• Directive
Return every one of the rows below word for word, and omit the pictures.
===== Supplied information =====
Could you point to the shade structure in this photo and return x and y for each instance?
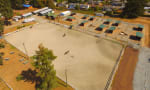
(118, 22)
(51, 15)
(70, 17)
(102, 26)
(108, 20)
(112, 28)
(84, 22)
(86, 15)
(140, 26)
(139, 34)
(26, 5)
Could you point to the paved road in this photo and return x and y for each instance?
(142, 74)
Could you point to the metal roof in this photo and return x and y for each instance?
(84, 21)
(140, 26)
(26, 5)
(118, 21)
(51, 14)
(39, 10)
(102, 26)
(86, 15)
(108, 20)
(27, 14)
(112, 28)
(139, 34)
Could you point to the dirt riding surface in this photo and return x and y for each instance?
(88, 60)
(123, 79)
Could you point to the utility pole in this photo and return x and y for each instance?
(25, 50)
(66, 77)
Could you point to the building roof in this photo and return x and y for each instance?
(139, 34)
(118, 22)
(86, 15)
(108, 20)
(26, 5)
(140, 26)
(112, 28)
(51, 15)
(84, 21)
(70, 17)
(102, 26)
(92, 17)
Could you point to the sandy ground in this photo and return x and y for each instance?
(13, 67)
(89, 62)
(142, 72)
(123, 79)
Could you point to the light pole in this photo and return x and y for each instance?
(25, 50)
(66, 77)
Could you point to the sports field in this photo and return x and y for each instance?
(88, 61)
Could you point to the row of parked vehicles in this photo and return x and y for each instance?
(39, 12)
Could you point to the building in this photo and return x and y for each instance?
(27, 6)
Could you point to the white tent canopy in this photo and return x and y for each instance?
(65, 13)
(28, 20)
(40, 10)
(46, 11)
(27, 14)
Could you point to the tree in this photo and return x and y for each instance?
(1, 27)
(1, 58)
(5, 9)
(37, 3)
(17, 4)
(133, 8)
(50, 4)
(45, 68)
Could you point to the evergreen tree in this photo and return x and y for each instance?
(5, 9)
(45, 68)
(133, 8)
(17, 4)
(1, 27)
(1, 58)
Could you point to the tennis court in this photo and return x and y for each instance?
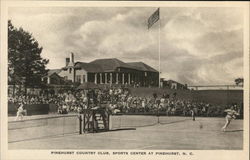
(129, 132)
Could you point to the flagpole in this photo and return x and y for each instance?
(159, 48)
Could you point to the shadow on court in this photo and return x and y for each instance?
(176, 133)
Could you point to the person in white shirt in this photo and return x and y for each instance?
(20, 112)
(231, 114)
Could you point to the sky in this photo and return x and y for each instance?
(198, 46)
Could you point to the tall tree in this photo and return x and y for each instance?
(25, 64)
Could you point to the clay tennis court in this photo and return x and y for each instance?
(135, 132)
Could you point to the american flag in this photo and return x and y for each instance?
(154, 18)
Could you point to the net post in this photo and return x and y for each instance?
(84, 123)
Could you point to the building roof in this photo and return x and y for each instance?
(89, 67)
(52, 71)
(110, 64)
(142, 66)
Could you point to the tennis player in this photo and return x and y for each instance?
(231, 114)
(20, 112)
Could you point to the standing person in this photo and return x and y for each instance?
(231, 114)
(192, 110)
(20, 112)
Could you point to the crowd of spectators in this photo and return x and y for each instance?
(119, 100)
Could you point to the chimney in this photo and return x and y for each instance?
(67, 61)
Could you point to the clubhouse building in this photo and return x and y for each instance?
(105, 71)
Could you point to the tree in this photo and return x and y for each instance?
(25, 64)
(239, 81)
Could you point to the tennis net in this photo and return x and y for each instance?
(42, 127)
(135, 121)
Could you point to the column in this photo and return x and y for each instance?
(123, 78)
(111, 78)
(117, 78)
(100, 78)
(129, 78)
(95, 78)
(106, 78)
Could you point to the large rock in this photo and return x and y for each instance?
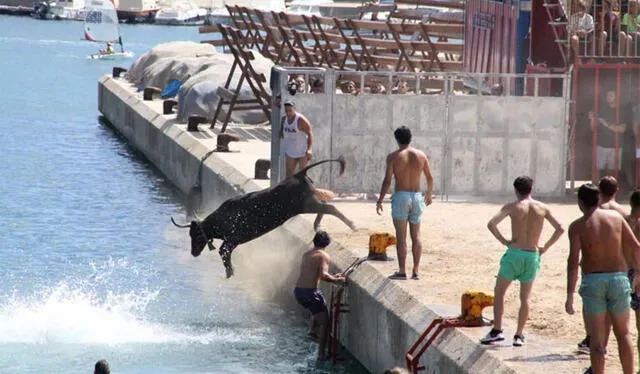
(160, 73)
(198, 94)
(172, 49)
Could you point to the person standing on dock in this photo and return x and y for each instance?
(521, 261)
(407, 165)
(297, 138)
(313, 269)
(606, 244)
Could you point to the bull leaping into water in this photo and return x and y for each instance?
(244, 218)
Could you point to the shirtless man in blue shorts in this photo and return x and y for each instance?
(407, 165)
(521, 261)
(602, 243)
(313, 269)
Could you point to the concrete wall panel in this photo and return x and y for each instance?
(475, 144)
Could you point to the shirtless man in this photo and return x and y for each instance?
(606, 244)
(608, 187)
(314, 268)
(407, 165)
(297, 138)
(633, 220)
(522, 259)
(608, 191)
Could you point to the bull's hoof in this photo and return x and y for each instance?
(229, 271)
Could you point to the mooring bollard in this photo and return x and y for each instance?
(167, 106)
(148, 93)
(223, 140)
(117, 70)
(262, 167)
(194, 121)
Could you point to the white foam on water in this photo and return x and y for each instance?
=====
• Task solution
Could you point to the shade structure in this photo and return x and y for each instance?
(118, 22)
(51, 15)
(70, 17)
(102, 26)
(108, 20)
(112, 28)
(84, 22)
(86, 15)
(140, 26)
(139, 34)
(26, 5)
Could you point to the paved road in this photo and return x and y for each instance?
(142, 74)
Could you point to the metal roof in this photo and return x and y for each instance?
(84, 21)
(140, 26)
(26, 5)
(118, 21)
(51, 14)
(39, 10)
(102, 26)
(86, 15)
(108, 20)
(27, 14)
(112, 28)
(139, 34)
Could you point to the dirt riding surface in this photo and return x and y for each instance?
(88, 60)
(123, 79)
Could you point to the utility pole in this photo and return x and y for each instance?
(25, 50)
(66, 77)
Could you point to the building roof in this photo and return x and y for each instance?
(139, 34)
(118, 22)
(86, 15)
(108, 20)
(26, 5)
(140, 26)
(112, 28)
(51, 15)
(84, 21)
(70, 17)
(102, 26)
(92, 17)
Could you point to the sandy ground in this photo and return x and y for each instance?
(13, 67)
(89, 62)
(142, 72)
(123, 79)
Could you point to the light pole in this photo and return x and y for each instance?
(25, 50)
(66, 77)
Could you point to the sports field in this photo and return x and y for each instance?
(88, 61)
Could you point to the row of parked vehicles in this photo and return x and y for each instance?
(39, 12)
Could you point to the building in this photo and return x and y for each instance?
(27, 6)
Could you point to the white tent canopy in this photo and return x and y for each instance?
(65, 13)
(28, 20)
(40, 10)
(46, 11)
(27, 14)
Could you point to the tree in this photo and return x and y for each instance?
(1, 27)
(1, 58)
(5, 9)
(37, 3)
(17, 4)
(133, 8)
(50, 4)
(45, 68)
Could you point to the evergreen tree in this photo and return x and y for each instance?
(5, 9)
(45, 68)
(133, 8)
(17, 4)
(1, 27)
(1, 58)
Could you point to the tennis court in this photo and return x and y for each instance?
(129, 132)
Could you point to the flagpole in this photo and return x and y for each instance?
(159, 48)
Could you point to the shadow on court in this photo and return x and y for each instance?
(176, 133)
Could you point to the person in white shirt in this photo and return x and y for each instance?
(20, 112)
(231, 114)
Could you point to the sky in this photo and return x and y for each instance?
(198, 46)
Could you point to the tall tree in this photo and return x and y for each instance?
(25, 64)
Could you point to the clay tennis court in this photo and return x and y for each instance?
(135, 132)
Could you point to the american flag in this photo and return x and y for each instance?
(154, 18)
Could you point to the net post in this photo and return x and y for each instance?
(84, 123)
Could you point to the building roof in this photo and return x and y for each instance?
(89, 67)
(52, 71)
(110, 64)
(142, 66)
Could you point to the tennis player in this photo and return x and y for each instance?
(231, 114)
(20, 112)
Could you point to the standing person in this photo and return x and y for each instance?
(231, 114)
(192, 110)
(20, 112)
Could you point to the crowd of spectators in this photo and return x and y for each instance?
(119, 100)
Could you point to the chimney in this photo and return x and y for each instance?
(67, 61)
Could you point to the clubhouse building in this photo and return x and y for each instance?
(105, 71)
Could you point to the tree in this photo and return x and y for each instance?
(25, 64)
(239, 81)
Could you point to the tennis net in this photo and return x and y for each instance?
(42, 127)
(135, 121)
Could you point to the column in this photo and return x and y for each instance?
(123, 78)
(111, 78)
(117, 78)
(100, 78)
(129, 78)
(95, 78)
(106, 78)
Could you point to the large rock in this photo and return x and y for each instance?
(160, 73)
(198, 94)
(172, 49)
Could you point to the person standing on dock in this photo and return x and y for each instance?
(521, 261)
(407, 165)
(297, 138)
(313, 269)
(606, 244)
Could you point to the bull leaping into water in this photo and return x and y for each instance?
(244, 218)
Could you point to the shirtless man in blue shorts in this photo and return x and y for each instance?
(407, 165)
(521, 261)
(602, 243)
(313, 269)
Could you point to the concrete wall panel in this photo and return x and y for each instance?
(475, 144)
Could you point to the shirtless man in this photo and return x and y for each instance?
(606, 244)
(608, 187)
(314, 268)
(407, 165)
(297, 138)
(633, 220)
(522, 259)
(608, 191)
Could you point to the bull's hoof in this photo and return x and y for each instance?
(229, 271)
Could you point to the mooring bollard in this photo and return x and y for each instance?
(167, 106)
(148, 93)
(223, 140)
(117, 70)
(262, 167)
(194, 121)
Could you point to the white foam on water in this photo and return x and y for each instance?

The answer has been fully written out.